Document passage:
——————————
Asana Recovery


How young is too young? We’ve heard this question many times in regards to kids drinking alcohol (especially when you consider how the drink is treated around the world). In this case, though, how soon do you teach your children about alcohol? In honesty, we would like to think that kids should be introduced to this dangerous drug as soon as possible (in conversation, that is). Many parents are concerned about piquing their kids’ curiosity or inciting too much fear into their kids. In reality, though, children, teens, and young adults are eager explorers who are willing to listen to anything you have to say (even with a little eye-rolling the process). Let’s take a closer look at how you can teach different groups of kids about alcohol.

Preschool: 3-4 Years

Here is the age when processes like decision-making and problem-solving start to take flight, as children’s minds explode with energy. (For example, many toddlers are fully capable of choosing their own clothing for “going out.) Obviously, this age is a little too young for the “big talk” about booze, but you can still kickstart it to a degree. How is this the case? Simply put, be a good role model. Toddlers are like sponges.
——————————
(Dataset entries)
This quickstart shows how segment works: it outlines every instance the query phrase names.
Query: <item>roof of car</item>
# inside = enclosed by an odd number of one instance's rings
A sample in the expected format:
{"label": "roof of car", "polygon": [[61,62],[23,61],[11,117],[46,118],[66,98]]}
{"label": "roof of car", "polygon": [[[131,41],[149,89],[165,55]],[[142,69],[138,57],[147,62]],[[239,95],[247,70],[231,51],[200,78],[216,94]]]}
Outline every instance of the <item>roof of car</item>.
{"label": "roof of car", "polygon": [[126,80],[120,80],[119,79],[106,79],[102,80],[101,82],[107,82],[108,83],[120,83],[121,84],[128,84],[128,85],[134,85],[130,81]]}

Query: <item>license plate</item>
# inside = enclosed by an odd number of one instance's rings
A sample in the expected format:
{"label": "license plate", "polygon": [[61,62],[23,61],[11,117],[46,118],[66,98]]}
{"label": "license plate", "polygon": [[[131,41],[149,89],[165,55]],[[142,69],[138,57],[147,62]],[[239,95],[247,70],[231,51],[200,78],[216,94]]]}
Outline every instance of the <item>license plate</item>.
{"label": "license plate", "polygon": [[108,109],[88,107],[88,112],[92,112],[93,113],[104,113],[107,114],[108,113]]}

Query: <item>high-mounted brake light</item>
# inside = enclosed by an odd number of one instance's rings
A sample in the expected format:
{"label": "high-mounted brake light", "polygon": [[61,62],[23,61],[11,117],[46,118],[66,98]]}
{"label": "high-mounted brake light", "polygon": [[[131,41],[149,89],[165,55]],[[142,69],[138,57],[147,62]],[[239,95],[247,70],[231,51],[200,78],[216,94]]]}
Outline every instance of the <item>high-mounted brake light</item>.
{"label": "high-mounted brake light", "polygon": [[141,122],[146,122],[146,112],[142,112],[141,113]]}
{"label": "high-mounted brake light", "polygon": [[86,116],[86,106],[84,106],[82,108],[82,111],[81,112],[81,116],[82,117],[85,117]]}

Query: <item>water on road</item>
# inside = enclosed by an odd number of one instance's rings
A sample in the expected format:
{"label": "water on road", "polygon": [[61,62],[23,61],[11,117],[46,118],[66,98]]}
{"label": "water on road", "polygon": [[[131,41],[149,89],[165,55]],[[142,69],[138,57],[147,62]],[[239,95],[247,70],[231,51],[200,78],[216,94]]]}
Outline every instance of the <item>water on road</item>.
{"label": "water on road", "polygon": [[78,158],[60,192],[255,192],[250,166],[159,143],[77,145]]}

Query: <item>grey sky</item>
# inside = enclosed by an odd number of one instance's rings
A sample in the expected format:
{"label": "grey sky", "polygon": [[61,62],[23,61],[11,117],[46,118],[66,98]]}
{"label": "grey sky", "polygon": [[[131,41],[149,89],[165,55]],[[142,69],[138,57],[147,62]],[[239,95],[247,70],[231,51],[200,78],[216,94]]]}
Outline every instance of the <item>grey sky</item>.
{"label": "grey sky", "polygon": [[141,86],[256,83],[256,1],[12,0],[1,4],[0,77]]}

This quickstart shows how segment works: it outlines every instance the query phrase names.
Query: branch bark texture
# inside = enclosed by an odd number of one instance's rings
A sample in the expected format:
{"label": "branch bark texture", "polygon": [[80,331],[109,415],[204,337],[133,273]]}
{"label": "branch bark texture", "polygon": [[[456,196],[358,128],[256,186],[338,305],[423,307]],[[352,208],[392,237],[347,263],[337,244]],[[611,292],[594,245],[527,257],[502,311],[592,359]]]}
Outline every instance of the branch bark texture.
——————————
Short problem 1: What does the page on teaching children about alcohol recommend that parents of preschoolers do to start the conversation?
Short problem 2: Condense the paragraph of the page on teaching children about alcohol that begins "How young is too young?" into a short bulleted list of its main points.

Reply 1: Be a good role model.

Reply 2:
- The usual question about how young is too young concerns kids drinking alcohol; here it concerns how soon to teach children about it.
- Kids should be introduced to alcohol, described as a dangerous drug, in conversation as soon as possible.
- Many parents worry about piquing their kids' curiosity or making them too fearful.
- Children, teens, and young adults are eager explorers willing to listen to what parents have to say.
- The page goes on to look at how to teach different groups of kids about alcohol.